** Task to carry out **
Write down every entry below once more, exactly.

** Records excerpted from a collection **
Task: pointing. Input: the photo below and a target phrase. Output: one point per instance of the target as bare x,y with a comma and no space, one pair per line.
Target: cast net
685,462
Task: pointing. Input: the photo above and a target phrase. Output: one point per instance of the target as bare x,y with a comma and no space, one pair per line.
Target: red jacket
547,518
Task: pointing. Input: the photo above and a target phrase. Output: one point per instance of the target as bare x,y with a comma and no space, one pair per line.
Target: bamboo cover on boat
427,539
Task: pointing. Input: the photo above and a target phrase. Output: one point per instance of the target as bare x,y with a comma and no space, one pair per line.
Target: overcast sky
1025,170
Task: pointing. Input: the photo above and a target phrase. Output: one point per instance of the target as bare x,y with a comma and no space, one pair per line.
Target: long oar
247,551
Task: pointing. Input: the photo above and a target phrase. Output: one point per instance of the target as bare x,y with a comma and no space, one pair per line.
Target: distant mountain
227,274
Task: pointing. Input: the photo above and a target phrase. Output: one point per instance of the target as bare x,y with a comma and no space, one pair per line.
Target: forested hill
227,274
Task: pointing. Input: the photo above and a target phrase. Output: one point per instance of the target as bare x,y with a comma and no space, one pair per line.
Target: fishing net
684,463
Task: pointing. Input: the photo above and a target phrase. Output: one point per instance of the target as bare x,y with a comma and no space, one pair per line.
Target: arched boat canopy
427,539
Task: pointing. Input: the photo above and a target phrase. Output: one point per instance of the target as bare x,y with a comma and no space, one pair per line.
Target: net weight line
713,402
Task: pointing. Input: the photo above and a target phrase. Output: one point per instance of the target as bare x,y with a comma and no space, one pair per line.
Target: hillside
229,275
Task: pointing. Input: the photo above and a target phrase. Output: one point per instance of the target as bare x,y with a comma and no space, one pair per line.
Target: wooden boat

** Correct result **
Task: pointing. Input: the photo below and a target phrase. Output: one point per instance of the target as bare x,y with a comma and no space, one pair per line.
Target: cast net
685,462
Task: pointing. Input: the photo above and a target phrase. Output: one point per instance of the target as bare x,y with a comma and no space, one pair per line.
Target: red jacket
547,518
Task: pointing. Input: the photo above and a target phrase. Output: one point per instance of the target as bare x,y with a comma and no space, one pair per line.
Target: bamboo cover on boat
427,539
Task: pointing. Input: the photo above and a target phrase. Output: one point per instance of the target as bare x,y with a comma and no space, one pair per line.
Target: overcast sky
1025,170
Task: pointing. Input: the photo above and a target phrase. Output: one point per instance of the target as bare x,y with a comma and no space, one pair per line.
Target: long oar
247,551
Task: pointing. Input: the photo above and a target phrase. Output: one point per instance of the target as bare x,y with a comma and no space, one pair per line.
Target: distant mountain
227,274
Task: pointing. Input: the photo above and a target phrase. Output: one point per instance of the target as bare x,y with a comma and no space, one pair per line.
Target: forested hill
227,274
Task: pointing. Input: the photo above and a target phrase. Output: one point per instance of the target as bare x,y with a comma and no space, one pair per line.
Target: fishing net
684,463
Task: pointing. Input: the photo above and a target phrase. Output: one point per instance of the target as bare x,y with a comma and no space, one pair per line.
Target: arched boat canopy
427,539
Task: pointing. Input: the photo above and a target phrase. Output: one point per instance of the target as bare x,y with a comma and no space, one pair per line.
Target: net weight line
713,402
Task: pointing. Input: the photo above and a target phrase. Output: one point per instance of the target as bare x,y with a comma and no space, one pair per line.
Target: hillside
229,275
Task: pointing. Input: the photo above and a target phrase. Output: one point per instance of the target as bare x,y with a comma and no space, one pair per line.
Target: wooden boat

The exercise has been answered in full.